(Recorded data)
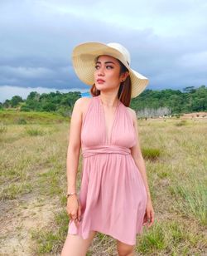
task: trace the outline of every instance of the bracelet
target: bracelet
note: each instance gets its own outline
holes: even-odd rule
[[[76,194],[76,195],[77,195],[77,193],[76,193],[76,192],[69,193],[69,194],[67,194],[67,198],[68,198],[70,195],[73,195],[73,194]]]

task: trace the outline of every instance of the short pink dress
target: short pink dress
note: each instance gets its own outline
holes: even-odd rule
[[[131,245],[142,232],[147,191],[131,155],[136,144],[132,119],[119,101],[107,138],[104,110],[100,96],[91,98],[83,117],[83,156],[79,199],[82,220],[71,219],[68,234],[84,239],[95,230]]]

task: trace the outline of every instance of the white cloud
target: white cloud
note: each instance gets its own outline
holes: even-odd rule
[[[205,0],[1,1],[0,86],[87,88],[70,59],[86,41],[126,46],[152,88],[207,84],[206,13]]]

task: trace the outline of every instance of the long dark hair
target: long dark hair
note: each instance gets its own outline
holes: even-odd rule
[[[95,62],[98,60],[98,58],[99,57],[95,58]],[[128,68],[123,64],[123,62],[120,62],[118,59],[117,60],[120,65],[120,76],[121,74],[128,71]],[[92,96],[96,96],[100,94],[100,91],[96,89],[95,84],[94,84],[91,86],[90,94],[92,95]],[[120,100],[120,101],[123,102],[123,105],[125,105],[126,106],[129,106],[131,101],[131,95],[132,95],[132,82],[130,76],[128,76],[125,81],[120,83],[120,86],[118,91],[118,97]]]

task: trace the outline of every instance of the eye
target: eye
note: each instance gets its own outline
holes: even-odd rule
[[[111,68],[113,68],[113,66],[108,66],[108,66],[106,66],[106,68],[107,68],[107,69],[111,69]]]

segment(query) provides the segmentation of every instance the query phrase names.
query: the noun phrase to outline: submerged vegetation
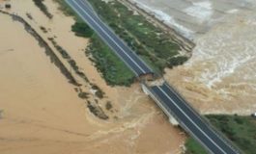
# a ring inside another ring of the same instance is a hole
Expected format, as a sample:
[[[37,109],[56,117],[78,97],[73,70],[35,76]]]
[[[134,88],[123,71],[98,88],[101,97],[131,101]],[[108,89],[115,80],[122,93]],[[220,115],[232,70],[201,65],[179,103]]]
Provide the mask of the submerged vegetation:
[[[207,118],[244,154],[255,154],[255,118],[239,116],[207,116]],[[186,141],[185,146],[186,154],[207,154],[206,150],[191,138]]]
[[[88,1],[116,34],[140,57],[146,59],[156,71],[162,72],[165,67],[179,65],[187,61],[186,56],[179,56],[179,44],[144,16],[135,14],[118,1]]]
[[[134,81],[134,74],[121,61],[118,56],[84,23],[71,8],[62,0],[55,0],[61,4],[60,9],[67,15],[74,16],[75,23],[71,31],[78,37],[90,38],[90,45],[85,54],[94,62],[97,69],[111,86],[129,86]]]

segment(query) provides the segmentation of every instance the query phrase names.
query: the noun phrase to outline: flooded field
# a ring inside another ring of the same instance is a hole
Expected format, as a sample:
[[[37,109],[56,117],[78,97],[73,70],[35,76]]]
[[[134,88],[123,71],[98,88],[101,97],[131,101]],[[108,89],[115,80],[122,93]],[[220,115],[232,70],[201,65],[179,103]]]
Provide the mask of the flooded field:
[[[252,0],[129,0],[183,36],[193,39],[240,10],[251,10]]]
[[[0,6],[4,3],[0,0]],[[8,3],[12,4],[8,12],[23,17],[50,44],[65,65],[67,63],[47,38],[54,38],[69,51],[88,79],[105,92],[114,112],[108,113],[108,120],[96,117],[85,100],[77,96],[75,86],[68,82],[23,24],[0,13],[1,154],[181,152],[185,135],[169,124],[138,84],[130,88],[105,84],[84,55],[88,39],[74,37],[71,32],[73,19],[63,15],[57,4],[45,1],[54,14],[49,20],[31,0]],[[74,78],[86,86],[81,79]],[[88,89],[84,90],[91,92]],[[101,101],[105,100],[99,104]]]
[[[255,1],[130,1],[196,43],[192,58],[165,78],[199,111],[256,111]]]

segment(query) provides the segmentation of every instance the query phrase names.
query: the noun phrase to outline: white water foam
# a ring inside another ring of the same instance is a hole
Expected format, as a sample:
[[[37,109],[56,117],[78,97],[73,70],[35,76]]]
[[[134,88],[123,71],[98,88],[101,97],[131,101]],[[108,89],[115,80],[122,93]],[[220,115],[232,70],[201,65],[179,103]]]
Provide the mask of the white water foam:
[[[136,4],[146,10],[147,12],[150,12],[152,13],[154,13],[154,15],[158,18],[159,20],[162,20],[164,23],[170,25],[172,28],[174,28],[176,31],[178,31],[179,33],[181,33],[184,37],[187,38],[191,38],[192,36],[194,35],[194,32],[186,27],[185,27],[182,24],[179,24],[171,15],[163,13],[160,10],[155,9],[155,8],[151,8],[149,6],[147,6],[146,4],[143,4],[142,2],[139,2],[138,0],[134,0],[136,2]]]
[[[194,2],[192,4],[191,7],[184,10],[186,14],[195,17],[201,23],[211,19],[213,8],[210,1]]]

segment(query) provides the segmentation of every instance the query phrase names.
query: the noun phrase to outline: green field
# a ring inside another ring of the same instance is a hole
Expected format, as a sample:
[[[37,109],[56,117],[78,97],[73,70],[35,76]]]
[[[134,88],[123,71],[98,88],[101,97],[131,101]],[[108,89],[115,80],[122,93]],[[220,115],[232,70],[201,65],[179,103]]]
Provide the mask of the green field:
[[[90,45],[86,49],[85,55],[94,62],[107,84],[110,86],[129,86],[133,83],[135,75],[125,63],[76,15],[70,6],[63,0],[55,0],[55,2],[60,4],[60,10],[66,15],[74,17],[76,22],[71,26],[74,35],[90,38]]]
[[[244,154],[256,154],[256,119],[239,116],[207,116],[210,122]],[[207,154],[193,139],[185,142],[185,154]]]
[[[179,65],[187,57],[179,56],[180,46],[169,35],[117,1],[88,0],[96,12],[156,72]]]

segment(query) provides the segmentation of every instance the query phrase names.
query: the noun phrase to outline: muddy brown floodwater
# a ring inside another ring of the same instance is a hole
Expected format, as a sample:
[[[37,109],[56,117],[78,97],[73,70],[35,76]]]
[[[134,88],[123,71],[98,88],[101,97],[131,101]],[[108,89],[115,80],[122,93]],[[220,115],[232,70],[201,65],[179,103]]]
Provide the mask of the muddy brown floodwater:
[[[0,6],[4,3],[0,0]],[[8,3],[12,4],[9,12],[23,17],[46,42],[50,44],[47,38],[54,37],[69,51],[89,80],[106,93],[115,112],[113,116],[108,113],[109,120],[100,120],[91,114],[85,100],[77,96],[75,87],[68,83],[23,24],[0,13],[1,154],[181,152],[185,135],[169,124],[138,84],[130,88],[105,84],[84,55],[88,39],[71,32],[74,21],[63,15],[57,4],[44,1],[54,15],[49,20],[31,0]],[[43,33],[41,26],[48,32]]]
[[[256,112],[256,1],[129,0],[192,39],[165,78],[203,114]]]

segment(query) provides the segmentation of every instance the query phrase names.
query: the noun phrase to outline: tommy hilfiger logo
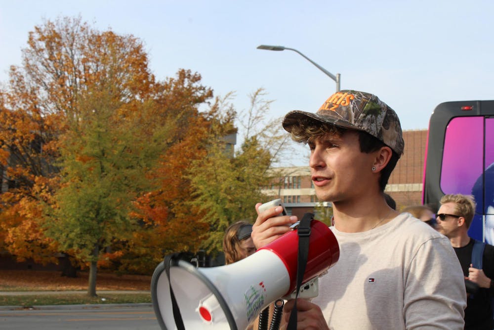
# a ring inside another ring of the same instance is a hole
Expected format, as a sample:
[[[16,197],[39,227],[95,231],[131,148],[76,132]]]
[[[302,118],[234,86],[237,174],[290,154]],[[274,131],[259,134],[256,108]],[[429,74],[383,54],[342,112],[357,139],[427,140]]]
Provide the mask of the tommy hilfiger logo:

# Short exercise
Every line above should be returned exactly; the pictures stay out.

# Exercise answer
task: trace the outline of every instance of the bracelet
target: bracelet
note: each instance gets its own outline
holes: even-odd rule
[[[76,194],[76,195],[77,195],[77,193],[76,193],[76,192],[69,193],[69,194],[67,194],[67,198],[68,198],[70,195],[73,195],[73,194]]]

task: trace the outline of every instance of the short pink dress
target: short pink dress
note: each instance gets its own outline
holes: even-odd rule
[[[131,245],[142,232],[147,191],[131,155],[136,144],[132,119],[119,101],[107,138],[104,110],[100,96],[91,98],[83,117],[83,156],[79,199],[82,220],[71,219],[68,234],[84,239],[95,230]]]

task: trace the outline of every instance of the white cloud
target: white cloud
note: each instance gets its own outline
holes: even-odd rule
[[[205,0],[1,1],[0,86],[87,88],[70,59],[86,41],[126,46],[152,88],[207,84],[206,13]]]

task: trace the outline of every instance of the long dark hair
target: long dark hair
note: each instance gets its own outline
holes: even-odd rule
[[[95,62],[98,60],[98,58],[99,57],[95,58]],[[128,68],[123,64],[123,62],[120,62],[118,59],[117,60],[120,65],[120,76],[121,74],[128,71]],[[92,96],[96,96],[100,94],[100,91],[96,89],[95,84],[94,84],[91,86],[90,94],[92,95]],[[120,100],[120,101],[123,102],[123,105],[125,105],[126,106],[129,106],[131,101],[131,95],[132,95],[132,82],[130,76],[128,76],[125,81],[120,83],[120,86],[118,91],[118,97]]]

task: trace the outline of every instance of the eye
target: eye
note: each instance gets its own outline
holes: even-odd rule
[[[111,68],[113,68],[113,66],[108,66],[108,66],[106,66],[106,68],[107,68],[107,69],[111,69]]]

segment(query) provides the segmentation of every instance the query phrase names.
query: the noun phrase to outline: submerged vegetation
# a ring inside another ring of the same instance is a hole
Expected format, as a sample:
[[[37,109],[56,117],[78,97],[73,70],[35,76]]]
[[[134,88],[123,71],[98,88],[101,97],[131,101]],[[108,89],[115,80],[122,93]],[[220,115],[232,70],[201,65],[179,103]]]
Provide the mask of the submerged vegetation:
[[[207,118],[244,154],[255,154],[255,118],[239,116],[207,116]],[[186,141],[185,146],[186,154],[207,154],[206,150],[191,138]]]
[[[88,1],[116,34],[140,57],[146,59],[156,71],[162,72],[165,67],[179,65],[187,61],[186,56],[179,56],[179,44],[144,16],[135,14],[118,1]]]
[[[134,81],[134,74],[121,61],[118,56],[84,23],[71,8],[62,0],[55,0],[61,4],[60,9],[67,15],[74,16],[75,23],[71,31],[78,37],[90,38],[90,45],[85,54],[94,62],[97,69],[111,86],[129,86]]]

segment(query) provides the segmentation of every instance the query phrase names.
query: the noun phrase to outline: flooded field
# a ring inside another ring of the same instance is a hole
Expected format, as a sample:
[[[37,109],[56,117],[78,97],[73,70],[35,76]]]
[[[134,88],[123,71],[98,88],[101,97],[131,101]],[[108,89],[115,80],[122,93]],[[220,115],[232,70],[201,65],[179,103]]]
Provide the mask of the flooded field:
[[[252,0],[129,0],[183,36],[193,39],[240,10],[251,10]]]
[[[0,6],[4,3],[0,0]],[[8,3],[12,4],[8,12],[23,17],[50,44],[65,65],[67,63],[47,38],[54,38],[69,51],[88,79],[105,92],[114,112],[108,113],[108,120],[96,117],[85,100],[77,96],[75,86],[68,82],[23,24],[0,13],[1,154],[181,152],[185,135],[169,124],[138,84],[130,88],[105,84],[84,55],[88,39],[74,37],[71,32],[73,19],[63,15],[57,4],[45,1],[54,14],[49,20],[31,0]],[[74,78],[86,86],[81,79]],[[88,89],[84,90],[91,92]],[[101,101],[105,100],[99,104]]]
[[[255,1],[130,1],[196,43],[192,58],[165,78],[199,111],[256,111]]]

segment(query) provides the segmentation of every instance the query phrase names.
query: the noun phrase to outline: white water foam
# a ring inside another ring of the same instance is a hole
Expected format, as a sample:
[[[37,109],[56,117],[78,97],[73,70],[35,76]]]
[[[134,88],[123,71],[98,88],[101,97],[131,101]],[[108,89],[115,80],[122,93]],[[220,115],[232,70],[201,65],[179,103]]]
Provide the mask of the white water foam:
[[[136,4],[146,10],[147,12],[150,12],[152,13],[154,13],[154,15],[158,18],[159,20],[162,20],[164,23],[170,25],[172,28],[174,28],[176,31],[178,31],[179,33],[181,33],[184,37],[187,38],[191,38],[192,36],[194,35],[194,32],[186,27],[185,27],[182,24],[179,24],[171,15],[163,13],[160,10],[155,9],[155,8],[151,8],[149,6],[147,6],[146,4],[143,4],[142,2],[139,2],[138,0],[134,0],[136,2]]]
[[[194,2],[192,4],[191,7],[184,10],[186,14],[195,17],[201,23],[211,19],[213,8],[210,1]]]

segment(query) provides the segmentation of every instance the query phrase names.
query: the noun phrase to outline: green field
# a ring inside another ring of the same instance is a hole
Expected format, as a sample:
[[[37,109],[56,117],[78,97],[73,70],[35,76]]]
[[[134,88],[123,71],[98,88],[101,97],[131,101]],[[108,89],[115,80],[122,93]],[[220,115],[232,70],[201,65],[179,103]]]
Provide the mask of the green field:
[[[90,45],[86,49],[85,55],[94,62],[107,84],[110,86],[129,86],[133,83],[135,75],[125,63],[76,15],[70,6],[63,0],[55,0],[55,2],[60,4],[60,10],[66,15],[74,17],[76,22],[71,26],[74,35],[90,38]]]
[[[244,154],[256,154],[256,119],[239,116],[207,116],[210,122]],[[207,154],[193,139],[185,142],[185,154]]]
[[[179,65],[187,57],[179,56],[180,46],[169,35],[117,1],[88,0],[96,12],[156,72]]]

segment(query) provides the segmentation of every instance the query phrase names.
query: the noun phrase to outline: muddy brown floodwater
# a ring inside another ring of the same instance is a hole
Expected format, as a sample:
[[[37,109],[56,117],[78,97],[73,70],[35,76]]]
[[[134,88],[123,71],[98,88],[101,97],[131,101]],[[108,89],[115,80],[122,93]],[[220,115],[232,70],[201,65],[179,103]]]
Provide the mask of the muddy brown floodwater:
[[[0,6],[4,3],[0,0]],[[8,3],[12,4],[9,12],[23,17],[46,42],[50,44],[47,38],[54,37],[69,51],[89,80],[106,93],[115,112],[113,116],[108,113],[109,120],[100,120],[91,114],[85,100],[77,96],[75,87],[68,83],[23,24],[0,13],[1,154],[181,152],[185,135],[169,124],[138,84],[130,88],[105,84],[84,55],[88,39],[71,32],[74,21],[63,15],[57,4],[44,1],[54,15],[49,20],[31,0]],[[43,33],[41,26],[48,32]]]
[[[256,112],[256,1],[129,0],[192,39],[165,78],[203,114]]]

segment(query) provides the segmentation of every instance the query phrase names.
query: the noun phrase to outline: tommy hilfiger logo
# a ring inside another ring of the same instance is a hole
Expected format, as a sample:
[[[16,197],[39,227],[95,231],[131,148],[76,132]]]
[[[302,118],[234,86],[237,174],[290,154]],[[274,131],[259,134],[256,108]],[[429,74],[383,54],[342,112],[357,139],[427,140]]]
Provide the mask of the tommy hilfiger logo:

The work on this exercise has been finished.